### WORK ORDER
Retype exactly the lines that run from the line with "of the asphalt" to the final line of the entries, keeping both ends and nothing else.

Top of TASK DATA

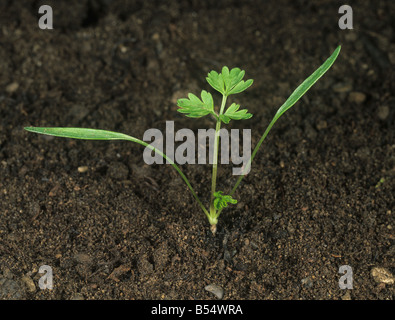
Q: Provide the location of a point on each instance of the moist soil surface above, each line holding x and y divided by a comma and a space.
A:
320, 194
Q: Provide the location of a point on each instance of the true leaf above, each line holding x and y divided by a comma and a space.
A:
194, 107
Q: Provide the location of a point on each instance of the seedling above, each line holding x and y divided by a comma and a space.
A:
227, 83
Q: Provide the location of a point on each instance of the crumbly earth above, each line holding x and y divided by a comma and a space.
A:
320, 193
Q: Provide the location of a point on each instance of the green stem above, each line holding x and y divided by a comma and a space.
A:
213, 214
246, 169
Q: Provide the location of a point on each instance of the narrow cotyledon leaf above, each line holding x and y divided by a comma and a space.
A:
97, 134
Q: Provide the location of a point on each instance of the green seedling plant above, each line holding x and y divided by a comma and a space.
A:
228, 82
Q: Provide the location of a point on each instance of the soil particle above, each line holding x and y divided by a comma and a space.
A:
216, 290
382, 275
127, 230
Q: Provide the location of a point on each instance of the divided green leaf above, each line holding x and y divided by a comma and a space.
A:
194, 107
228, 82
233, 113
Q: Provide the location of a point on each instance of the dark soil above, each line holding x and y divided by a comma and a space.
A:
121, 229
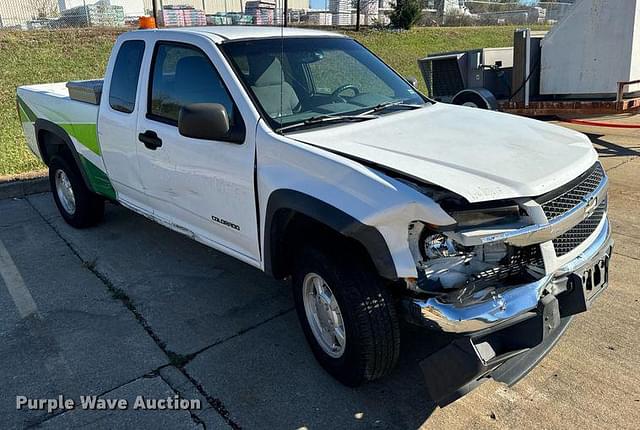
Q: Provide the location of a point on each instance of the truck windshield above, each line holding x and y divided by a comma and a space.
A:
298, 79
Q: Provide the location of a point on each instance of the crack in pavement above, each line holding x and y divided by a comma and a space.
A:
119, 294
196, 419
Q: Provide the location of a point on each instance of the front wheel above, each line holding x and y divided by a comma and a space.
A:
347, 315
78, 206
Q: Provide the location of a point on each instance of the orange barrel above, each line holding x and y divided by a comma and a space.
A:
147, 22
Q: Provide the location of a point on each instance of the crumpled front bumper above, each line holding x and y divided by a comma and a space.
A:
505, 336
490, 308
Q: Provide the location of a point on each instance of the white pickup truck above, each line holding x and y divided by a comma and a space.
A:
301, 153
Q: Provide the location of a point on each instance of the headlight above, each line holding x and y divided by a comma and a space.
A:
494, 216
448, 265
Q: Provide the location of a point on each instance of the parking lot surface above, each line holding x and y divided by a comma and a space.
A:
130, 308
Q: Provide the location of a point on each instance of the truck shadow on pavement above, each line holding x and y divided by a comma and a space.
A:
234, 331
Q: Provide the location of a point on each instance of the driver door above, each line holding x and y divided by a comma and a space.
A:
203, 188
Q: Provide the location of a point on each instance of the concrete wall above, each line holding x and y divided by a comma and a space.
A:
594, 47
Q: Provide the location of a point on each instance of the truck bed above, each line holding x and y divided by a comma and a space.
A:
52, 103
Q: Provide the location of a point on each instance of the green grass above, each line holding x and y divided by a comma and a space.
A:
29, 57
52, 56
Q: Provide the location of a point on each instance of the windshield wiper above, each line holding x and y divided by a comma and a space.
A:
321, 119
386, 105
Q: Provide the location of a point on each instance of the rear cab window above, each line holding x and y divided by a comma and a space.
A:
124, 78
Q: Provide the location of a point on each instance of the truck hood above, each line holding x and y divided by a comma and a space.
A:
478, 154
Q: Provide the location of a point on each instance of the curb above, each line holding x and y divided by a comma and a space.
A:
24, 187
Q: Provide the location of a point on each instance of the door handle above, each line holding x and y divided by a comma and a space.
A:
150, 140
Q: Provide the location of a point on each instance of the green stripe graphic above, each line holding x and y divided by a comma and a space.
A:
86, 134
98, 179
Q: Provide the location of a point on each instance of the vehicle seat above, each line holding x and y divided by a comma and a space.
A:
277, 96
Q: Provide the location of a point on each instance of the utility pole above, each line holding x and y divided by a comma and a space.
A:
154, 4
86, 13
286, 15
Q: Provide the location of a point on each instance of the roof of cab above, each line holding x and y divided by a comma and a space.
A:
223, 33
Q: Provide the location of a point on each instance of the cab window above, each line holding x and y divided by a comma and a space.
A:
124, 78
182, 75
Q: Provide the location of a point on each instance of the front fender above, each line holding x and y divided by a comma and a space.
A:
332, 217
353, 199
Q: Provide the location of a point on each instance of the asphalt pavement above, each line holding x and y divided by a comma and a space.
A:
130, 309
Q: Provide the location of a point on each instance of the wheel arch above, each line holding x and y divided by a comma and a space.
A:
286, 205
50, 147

Bottom of TASK DATA

### ANSWER TO THIS EXERCISE
Q: Provide the location of a point on each instance of the asphalt pavement above, each line holding x and y divided by a comma and a space.
A:
130, 309
Q: Provide the location of a point on each instance of the wheel arch above, each line holding x and y divided by a comma and a space.
A:
286, 205
50, 147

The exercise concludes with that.